-- START --

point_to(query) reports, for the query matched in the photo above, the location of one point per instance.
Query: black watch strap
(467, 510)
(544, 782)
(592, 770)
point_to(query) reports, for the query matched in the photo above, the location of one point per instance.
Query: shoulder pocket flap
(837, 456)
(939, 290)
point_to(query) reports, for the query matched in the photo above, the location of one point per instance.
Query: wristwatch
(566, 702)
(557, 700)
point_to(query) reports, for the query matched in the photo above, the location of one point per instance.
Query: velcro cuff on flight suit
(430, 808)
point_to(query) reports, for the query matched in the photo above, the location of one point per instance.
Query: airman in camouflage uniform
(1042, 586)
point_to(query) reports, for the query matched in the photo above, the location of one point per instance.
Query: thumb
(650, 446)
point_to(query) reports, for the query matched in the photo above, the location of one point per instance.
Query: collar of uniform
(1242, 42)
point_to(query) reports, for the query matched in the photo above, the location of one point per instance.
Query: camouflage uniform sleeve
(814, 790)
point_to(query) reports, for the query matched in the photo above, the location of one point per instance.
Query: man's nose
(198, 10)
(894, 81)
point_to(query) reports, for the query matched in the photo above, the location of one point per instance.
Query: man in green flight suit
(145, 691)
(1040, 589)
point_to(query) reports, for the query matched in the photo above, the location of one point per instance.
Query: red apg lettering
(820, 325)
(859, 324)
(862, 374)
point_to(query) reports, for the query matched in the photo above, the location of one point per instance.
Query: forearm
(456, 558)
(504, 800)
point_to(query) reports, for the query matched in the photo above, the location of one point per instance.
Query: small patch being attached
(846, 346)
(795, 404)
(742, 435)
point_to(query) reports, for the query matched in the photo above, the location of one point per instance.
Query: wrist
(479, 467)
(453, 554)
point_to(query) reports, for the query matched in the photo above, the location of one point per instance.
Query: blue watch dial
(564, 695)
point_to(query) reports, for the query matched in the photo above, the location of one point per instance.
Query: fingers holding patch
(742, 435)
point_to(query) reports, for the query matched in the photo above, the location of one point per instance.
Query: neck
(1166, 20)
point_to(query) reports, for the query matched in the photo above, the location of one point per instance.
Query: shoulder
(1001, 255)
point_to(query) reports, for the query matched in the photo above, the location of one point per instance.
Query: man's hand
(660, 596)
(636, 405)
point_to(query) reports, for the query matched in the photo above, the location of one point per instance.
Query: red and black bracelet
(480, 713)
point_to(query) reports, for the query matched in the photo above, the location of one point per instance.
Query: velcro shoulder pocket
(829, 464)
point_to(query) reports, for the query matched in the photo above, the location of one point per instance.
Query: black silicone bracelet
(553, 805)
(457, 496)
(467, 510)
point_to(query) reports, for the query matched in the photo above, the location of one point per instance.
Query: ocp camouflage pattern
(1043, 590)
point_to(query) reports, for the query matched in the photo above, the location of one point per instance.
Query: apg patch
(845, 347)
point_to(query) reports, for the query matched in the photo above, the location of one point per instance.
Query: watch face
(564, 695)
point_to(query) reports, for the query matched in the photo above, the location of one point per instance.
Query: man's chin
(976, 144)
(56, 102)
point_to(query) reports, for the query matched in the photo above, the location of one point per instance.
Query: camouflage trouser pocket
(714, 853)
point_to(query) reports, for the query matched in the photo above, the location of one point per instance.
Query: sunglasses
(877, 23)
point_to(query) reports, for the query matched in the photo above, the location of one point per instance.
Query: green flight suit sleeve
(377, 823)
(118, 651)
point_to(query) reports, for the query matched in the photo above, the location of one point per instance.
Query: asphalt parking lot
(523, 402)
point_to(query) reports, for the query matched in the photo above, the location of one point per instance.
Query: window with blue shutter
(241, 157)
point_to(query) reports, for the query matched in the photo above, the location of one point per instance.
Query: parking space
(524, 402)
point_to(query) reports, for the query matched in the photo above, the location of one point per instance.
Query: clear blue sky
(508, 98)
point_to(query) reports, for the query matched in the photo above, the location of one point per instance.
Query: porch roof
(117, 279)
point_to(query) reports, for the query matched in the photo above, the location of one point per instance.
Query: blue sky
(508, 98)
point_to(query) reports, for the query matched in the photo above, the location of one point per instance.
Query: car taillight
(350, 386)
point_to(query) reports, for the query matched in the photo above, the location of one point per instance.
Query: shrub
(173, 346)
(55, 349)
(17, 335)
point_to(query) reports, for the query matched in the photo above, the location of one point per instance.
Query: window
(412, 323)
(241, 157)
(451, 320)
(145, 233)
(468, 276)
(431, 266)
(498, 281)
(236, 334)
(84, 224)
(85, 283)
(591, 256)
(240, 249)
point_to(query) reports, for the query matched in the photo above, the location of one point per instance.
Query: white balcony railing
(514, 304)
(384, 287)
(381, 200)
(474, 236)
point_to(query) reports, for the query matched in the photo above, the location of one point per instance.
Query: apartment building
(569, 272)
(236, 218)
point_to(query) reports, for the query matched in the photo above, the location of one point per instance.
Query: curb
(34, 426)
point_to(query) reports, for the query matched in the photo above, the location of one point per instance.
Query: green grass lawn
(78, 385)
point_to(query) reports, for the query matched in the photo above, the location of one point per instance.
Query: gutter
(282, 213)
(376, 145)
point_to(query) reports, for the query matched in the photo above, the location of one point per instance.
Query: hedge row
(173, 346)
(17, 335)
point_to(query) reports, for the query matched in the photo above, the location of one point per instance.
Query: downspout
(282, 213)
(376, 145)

-- END --

## What to work on
Reproduce everything from the start of the records down through the line containing "(1040, 589)", changing "flight suit" to "jumpsuit" and leaving all else untouched.

## Solved exercise
point_to(query) reports, for the query matched in the photo above, the location of one point per instance.
Query: black watch strap
(467, 510)
(544, 782)
(592, 770)
point_to(query) reports, for the query matched in the photo above, the location of one point per instance.
Query: shoulder pocket flap
(837, 456)
(939, 290)
point_to(query) reports, for the query matched in the photo above, the location of one point per instance.
Query: wristwatch
(566, 702)
(557, 700)
point_to(query) reports, for the query matched in the photo above, the location of one point per instance.
Query: velcro cuff on jumpsuit
(430, 808)
point_to(query) reports, for the query matched in the photo above, the location of one point per instance.
Query: airman in camouflage uniform
(1042, 586)
point_to(query) reports, for the query matched in the photo above, the location of one point per instance.
Query: thumb
(650, 446)
point_to(query) reports, for the query matched in the photo above, the location of one point per instance.
Query: collar of uniform
(1242, 42)
point_to(query) reports, for the query matched in the photo above, the location of one point per instance.
Query: camouflage uniform sleeve
(814, 790)
point_to(query) reports, for the query matched in the photo above, the location of one point per instance.
Query: man's nose
(198, 10)
(894, 81)
point_to(query) reports, for the query matched in the photo above, the location of one point per instance.
Query: man in green jumpsuit
(145, 691)
(1040, 589)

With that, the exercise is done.